Collected data
::::::

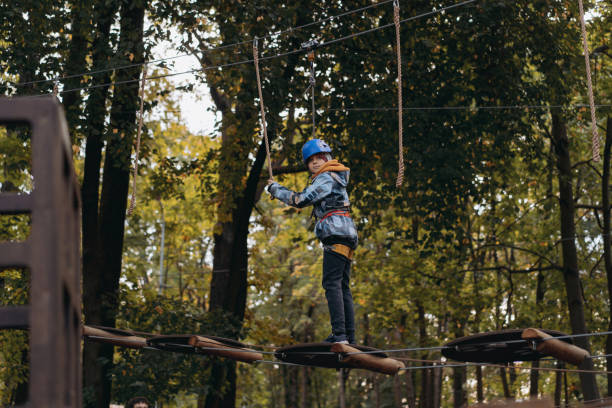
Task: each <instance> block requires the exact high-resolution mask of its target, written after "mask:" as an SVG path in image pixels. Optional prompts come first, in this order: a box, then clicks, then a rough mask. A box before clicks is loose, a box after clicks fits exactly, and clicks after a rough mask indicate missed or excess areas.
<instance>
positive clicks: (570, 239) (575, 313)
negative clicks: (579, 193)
mask: <svg viewBox="0 0 612 408" xmlns="http://www.w3.org/2000/svg"><path fill="white" fill-rule="evenodd" d="M552 138H553V143H554V146H555V153H556V155H557V169H558V171H559V173H558V179H559V205H560V209H561V211H560V217H561V220H560V221H561V241H562V242H561V245H562V254H563V278H564V280H565V291H566V294H567V304H568V307H569V315H570V325H571V328H572V333H573V334H581V333H586V332H587V330H586V323H585V317H584V302H583V300H582V285H581V282H580V276H579V274H578V254H577V251H576V241H575V239H576V238H575V236H576V226H575V224H574V212H575V208H574V195H573V191H572V166H571V160H570V155H569V140H568V138H567V131H566V128H565V123H564V122H563V119H562V118H561V117H560V116H559V115H557V114H554V113H553V115H552ZM574 342H575V344H576V345H577V346H578V347H582V348H583V349H585V350H588V351H590V346H589V339H588V337H577V338H575V339H574ZM580 368H581V369H584V370H593V361H592V360H591V359H587V360H586V361H585V362H584V363H582V364H581V365H580ZM580 383H581V385H582V392H583V393H584V396H585V399H587V400H595V399H599V390H598V389H597V383H596V382H595V375H593V374H592V373H580Z"/></svg>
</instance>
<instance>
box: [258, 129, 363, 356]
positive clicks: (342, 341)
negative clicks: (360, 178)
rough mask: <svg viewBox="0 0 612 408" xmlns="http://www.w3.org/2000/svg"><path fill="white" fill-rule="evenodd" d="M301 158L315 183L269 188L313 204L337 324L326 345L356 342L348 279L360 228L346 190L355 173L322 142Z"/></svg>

::::::

Print every line of the records above word for word, leaving out the pictures.

Task: each <instance> block requires the exact high-resolution mask of its target, written after "mask:" as an SVG path in image pixels. Optional prompts come first, in this order: a box, then clicks, then a rough mask. A box before clicks is loose, a box after clicks fits exactly, and clicks after a rough mask indicate missed or excess areas.
<instance>
positive clicks: (570, 239) (575, 313)
negative clicks: (579, 193)
mask: <svg viewBox="0 0 612 408" xmlns="http://www.w3.org/2000/svg"><path fill="white" fill-rule="evenodd" d="M552 138H553V143H554V146H555V153H556V155H557V169H558V171H559V173H558V179H559V205H560V209H561V211H560V217H561V220H560V221H561V241H562V242H561V245H562V254H563V278H564V280H565V291H566V294H567V304H568V307H569V315H570V325H571V328H572V333H573V334H581V333H586V332H587V330H586V323H585V317H584V302H583V300H582V285H581V282H580V276H579V274H578V254H577V251H576V241H575V239H576V238H575V236H576V226H575V224H574V212H575V208H574V195H573V191H572V166H571V160H570V155H569V140H568V138H567V131H566V128H565V123H564V122H563V119H562V118H561V117H560V116H559V115H557V114H554V113H553V115H552ZM574 342H575V344H576V345H577V346H578V347H582V348H583V349H585V350H588V351H590V346H589V339H588V337H577V338H575V339H574ZM580 368H581V369H584V370H593V361H592V360H591V359H587V360H586V361H585V362H584V363H582V364H581V365H580ZM580 383H581V385H582V392H583V393H584V396H585V399H587V400H595V399H599V390H598V389H597V383H596V382H595V375H593V374H592V373H580Z"/></svg>
</instance>
<instance>
box: [258, 129, 363, 356]
positive clicks: (342, 341)
negative clicks: (360, 178)
rough mask: <svg viewBox="0 0 612 408" xmlns="http://www.w3.org/2000/svg"><path fill="white" fill-rule="evenodd" d="M301 158L315 183L269 188L313 204L337 324L326 345L356 342L348 279L360 228L346 190L355 173L322 142Z"/></svg>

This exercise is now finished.